What to produce:
Convert each line of the listing below into a row of a Markdown table with the columns "Row" and "Line," omitting blank lines and pictures.

** begin Record list **

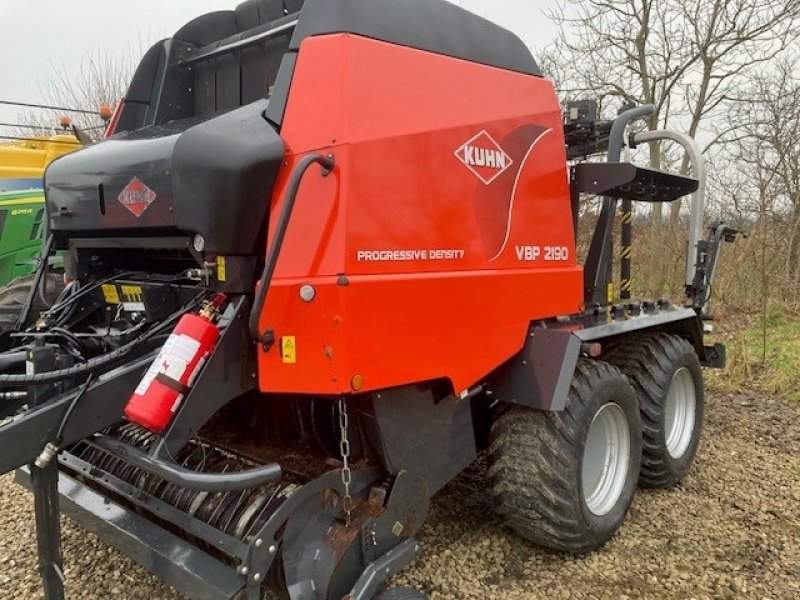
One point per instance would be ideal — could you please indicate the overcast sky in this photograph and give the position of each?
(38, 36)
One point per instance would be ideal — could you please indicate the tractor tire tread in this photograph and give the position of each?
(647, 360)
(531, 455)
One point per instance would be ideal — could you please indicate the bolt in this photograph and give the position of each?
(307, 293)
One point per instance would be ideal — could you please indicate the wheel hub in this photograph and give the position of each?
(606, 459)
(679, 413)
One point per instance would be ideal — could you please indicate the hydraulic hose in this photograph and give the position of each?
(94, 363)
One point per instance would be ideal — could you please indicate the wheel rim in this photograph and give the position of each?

** end Record list **

Solution:
| Row | Line |
|---|---|
| 1 | One point per instance would be ideal — could you please indicate the overcast sky in this photograph and give the position of each? |
| 2 | (38, 36) |
| 3 | One point per instance would be ideal — could you please indicate the tractor tire tread in this photograph and give the position of each? |
| 4 | (647, 360) |
| 5 | (531, 455) |
| 6 | One point per instance would be ideal — could you please indicate the bolt in this photograph and give the position of each? |
| 7 | (307, 293) |
| 8 | One point per instance would be ideal — could you please indicate the wheel hub in this photograph and give the position of each? |
| 9 | (606, 459) |
| 10 | (679, 413) |
| 11 | One point per instance would be ideal — could you please indicate the hydraulic hose in this photograph and give the position of each? |
| 12 | (94, 363) |
| 13 | One point per instance would be ideal — could you please indicate the wheel rim in this photograph and give the position of each? |